BRIEF
Print, exactly and with no pictures, the line containing "the mountain, then" and each line after it to the end of the entries below.

--- DATASET RECORDS ---

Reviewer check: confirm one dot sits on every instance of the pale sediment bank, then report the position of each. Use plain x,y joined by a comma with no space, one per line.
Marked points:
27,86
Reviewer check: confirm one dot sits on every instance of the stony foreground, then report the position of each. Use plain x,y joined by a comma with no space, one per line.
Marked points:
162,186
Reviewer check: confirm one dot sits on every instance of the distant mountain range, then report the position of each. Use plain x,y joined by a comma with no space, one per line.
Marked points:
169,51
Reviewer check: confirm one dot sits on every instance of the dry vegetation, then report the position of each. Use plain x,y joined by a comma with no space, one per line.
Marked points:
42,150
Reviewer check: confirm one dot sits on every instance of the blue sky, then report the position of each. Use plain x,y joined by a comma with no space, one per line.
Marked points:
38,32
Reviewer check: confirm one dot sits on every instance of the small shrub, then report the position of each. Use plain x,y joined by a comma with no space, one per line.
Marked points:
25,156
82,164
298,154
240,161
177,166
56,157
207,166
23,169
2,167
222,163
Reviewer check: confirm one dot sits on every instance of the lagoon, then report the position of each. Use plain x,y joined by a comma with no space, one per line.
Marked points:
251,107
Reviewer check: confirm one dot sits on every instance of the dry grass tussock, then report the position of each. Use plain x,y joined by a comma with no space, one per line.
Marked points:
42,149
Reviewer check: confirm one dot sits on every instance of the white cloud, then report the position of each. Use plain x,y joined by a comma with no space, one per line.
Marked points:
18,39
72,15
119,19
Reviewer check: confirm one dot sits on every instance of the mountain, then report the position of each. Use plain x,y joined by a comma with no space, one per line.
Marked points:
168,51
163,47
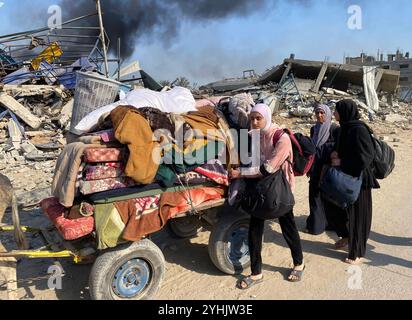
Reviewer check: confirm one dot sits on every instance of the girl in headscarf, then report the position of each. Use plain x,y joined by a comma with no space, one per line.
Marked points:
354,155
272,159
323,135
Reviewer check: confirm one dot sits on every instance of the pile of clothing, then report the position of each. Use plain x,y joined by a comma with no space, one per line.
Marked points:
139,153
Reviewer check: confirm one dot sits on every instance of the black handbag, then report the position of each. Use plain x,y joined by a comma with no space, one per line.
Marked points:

---

ANSWER TO THE EXERCISE
Reviewer check: confirm one dot sits on every instance of the mountain, then report the position of each. Use plain x,y joined by a comma with no space, one per line.
Marked points:
168,51
163,47
Reviewer check: confirm one dot sits on every instance of the girl in headscarf, then report the position of each. Use plain x,y joined by a comma with no space, one per line.
Marked points:
354,155
272,159
323,135
Reviewer check: confirm one dot sits on every instance of the pile of clothing, then report the position of each. Use plain x,y joined by a comma with no space, one per line.
Marked points:
139,153
Reviewer check: confirm one dot sits on every instance of the black handbag, then report the position of each. Use plain x,y joined by a comma with no space, one per line.
Marked points:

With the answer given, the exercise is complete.